→ **TASK DESCRIPTION**
Repeat each line of the listing below word for word, keeping the lines in their original order.
========================
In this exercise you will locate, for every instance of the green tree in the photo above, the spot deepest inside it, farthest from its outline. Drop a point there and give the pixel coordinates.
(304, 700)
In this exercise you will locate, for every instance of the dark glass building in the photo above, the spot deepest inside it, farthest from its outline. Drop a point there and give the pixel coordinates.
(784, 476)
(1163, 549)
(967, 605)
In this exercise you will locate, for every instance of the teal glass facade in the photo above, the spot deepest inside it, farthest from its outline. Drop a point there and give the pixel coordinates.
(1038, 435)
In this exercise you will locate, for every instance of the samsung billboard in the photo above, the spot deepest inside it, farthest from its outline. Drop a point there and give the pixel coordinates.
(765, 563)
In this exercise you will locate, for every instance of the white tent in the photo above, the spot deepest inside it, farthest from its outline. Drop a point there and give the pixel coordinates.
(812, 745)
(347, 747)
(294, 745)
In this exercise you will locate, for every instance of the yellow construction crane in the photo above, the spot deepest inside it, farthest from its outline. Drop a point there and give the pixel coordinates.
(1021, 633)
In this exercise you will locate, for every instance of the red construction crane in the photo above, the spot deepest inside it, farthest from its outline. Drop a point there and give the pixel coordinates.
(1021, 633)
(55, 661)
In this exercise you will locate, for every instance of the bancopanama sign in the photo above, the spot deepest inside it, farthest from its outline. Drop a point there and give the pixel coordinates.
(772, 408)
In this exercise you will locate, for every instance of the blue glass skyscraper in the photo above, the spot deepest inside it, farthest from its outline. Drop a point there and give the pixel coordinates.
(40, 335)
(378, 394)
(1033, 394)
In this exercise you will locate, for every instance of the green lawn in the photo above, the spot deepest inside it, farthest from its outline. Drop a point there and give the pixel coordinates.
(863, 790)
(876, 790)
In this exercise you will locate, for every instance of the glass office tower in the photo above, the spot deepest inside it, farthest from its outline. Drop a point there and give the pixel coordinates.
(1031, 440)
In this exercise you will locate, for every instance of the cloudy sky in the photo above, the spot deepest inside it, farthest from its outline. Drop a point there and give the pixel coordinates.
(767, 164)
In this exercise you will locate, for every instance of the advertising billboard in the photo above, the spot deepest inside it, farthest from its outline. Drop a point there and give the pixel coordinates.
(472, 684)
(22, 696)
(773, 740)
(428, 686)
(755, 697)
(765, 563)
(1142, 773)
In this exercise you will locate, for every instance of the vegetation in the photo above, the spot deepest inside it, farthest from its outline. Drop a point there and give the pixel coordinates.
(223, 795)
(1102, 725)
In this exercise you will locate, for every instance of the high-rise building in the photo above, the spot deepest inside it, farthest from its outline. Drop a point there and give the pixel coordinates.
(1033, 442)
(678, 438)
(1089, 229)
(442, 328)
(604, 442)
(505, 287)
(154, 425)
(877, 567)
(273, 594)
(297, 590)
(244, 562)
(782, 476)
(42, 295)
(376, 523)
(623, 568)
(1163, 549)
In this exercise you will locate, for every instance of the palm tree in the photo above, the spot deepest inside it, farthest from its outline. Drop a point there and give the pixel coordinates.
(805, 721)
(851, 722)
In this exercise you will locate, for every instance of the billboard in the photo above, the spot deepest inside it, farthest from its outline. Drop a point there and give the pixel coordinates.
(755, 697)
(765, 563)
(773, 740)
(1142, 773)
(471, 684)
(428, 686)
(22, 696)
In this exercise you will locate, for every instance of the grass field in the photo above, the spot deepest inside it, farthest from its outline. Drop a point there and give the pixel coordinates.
========================
→ **TASK OUTPUT**
In this exercise you will locate, for every instance of the green tree in the photo above, the spot deepest inside it, farthest from its outline. Drop a point there and give the pixel coordinates.
(304, 700)
In this exercise you will locate, for every instance of the dark glass building in the photo above, the spot deepest inside it, farthest from its outline. Drop a point there and give the pixel coordinates.
(784, 476)
(1163, 549)
(967, 605)
In this exercise you will locate, for every instance of the teal glass facade in the photo above, the spot deepest inside it, farthest from its outline. Drop a point there and give the pixel coordinates.
(1038, 435)
In this exercise you will locate, for every instance of the samsung billboard in the photo above, the spot deepest inside it, farthest from its outline. Drop a point there and give the pixel coordinates.
(765, 563)
In this exercise you will locate, for every instance of the white tent in the photo above, the spot deepest inside it, farthest from its outline. Drop a point there and give the pixel coordinates.
(812, 745)
(347, 747)
(294, 745)
In this exercise you will locate, for every instance of the yellow construction crane in the photo above, the spot deepest inside it, farthest from its outline. Drop a point there and give the pixel coordinates.
(1021, 633)
In this exercise you will locate, for every instance of the red construction crane in the photo above, the spot deepest inside it, farthest from its outline. Drop a point there and give the pixel coordinates.
(1021, 633)
(55, 661)
In this exercise you will locate, for every instance of the bancopanama sign in the photo above, the spot deepest inside it, farthest from its outline. Drop a point there and give the pixel coordinates.
(772, 408)
In this exercise you will locate, for every instance of the blue glass skyscraper in the photo above, the spot deepest inside it, farthest from its outline. Drop a point there and give the pixel coordinates.
(40, 335)
(378, 394)
(1033, 394)
In this exercise you will locate, for every instance of the green lawn in the photo above, the spot deepest inside it, farthest from its outline. Drop a point there and give the pixel coordinates.
(863, 790)
(876, 790)
In this exercise you will locate, for every instance of the glass office tower in the photo above, the spot deepest inside it, farthest from its outline. Drop a point there and give the pixel coordinates.
(1031, 440)
In this exercise you will locate, for every instance of the cloudy sky in the photo above, the spot deepest inside it, farthest from its outline. Drop a point there and give the pixel coordinates.
(767, 164)
In this exercise you will locate, for every instance of the advertising billboard in the photo above, the spot deepest inside it, farthest from its outline. Drop a point there and give the pixel coordinates.
(472, 684)
(22, 696)
(773, 740)
(428, 686)
(755, 697)
(765, 563)
(1142, 773)
In this exercise you will locate, for every instance of the vegetation in the photo above, the spot deepest inside it, farthest from its outline. Drop a point there and give the pixel coordinates.
(223, 795)
(1102, 725)
In this exercise you will locate, for every instance of the high-rise building in the photo above, the spot deepest inside it, farthest from its outline. Drop a point there and give the pixel coordinates.
(1033, 442)
(678, 438)
(1089, 229)
(442, 328)
(604, 442)
(505, 287)
(154, 425)
(877, 567)
(273, 594)
(297, 590)
(244, 562)
(782, 476)
(42, 295)
(376, 523)
(623, 568)
(1163, 549)
In this exercise you will locate, for every instance of the palm tree in the photo above, the spot deepest inside it, farthest from its outline. Drop a point there and give the pixel coordinates.
(805, 721)
(851, 722)
In this exercise you will locate, for every instance of the billboard in the photo above, the spot deepest inside it, farthest from its outline. Drop a point there and give the pixel coordinates.
(755, 697)
(765, 563)
(773, 740)
(1142, 773)
(471, 684)
(428, 686)
(22, 696)
In this exercise you will locate, for every instance of the grass field in the photo above, the spot deepest inside it, farthest from its outline. Drop a point there and give the pixel coordinates.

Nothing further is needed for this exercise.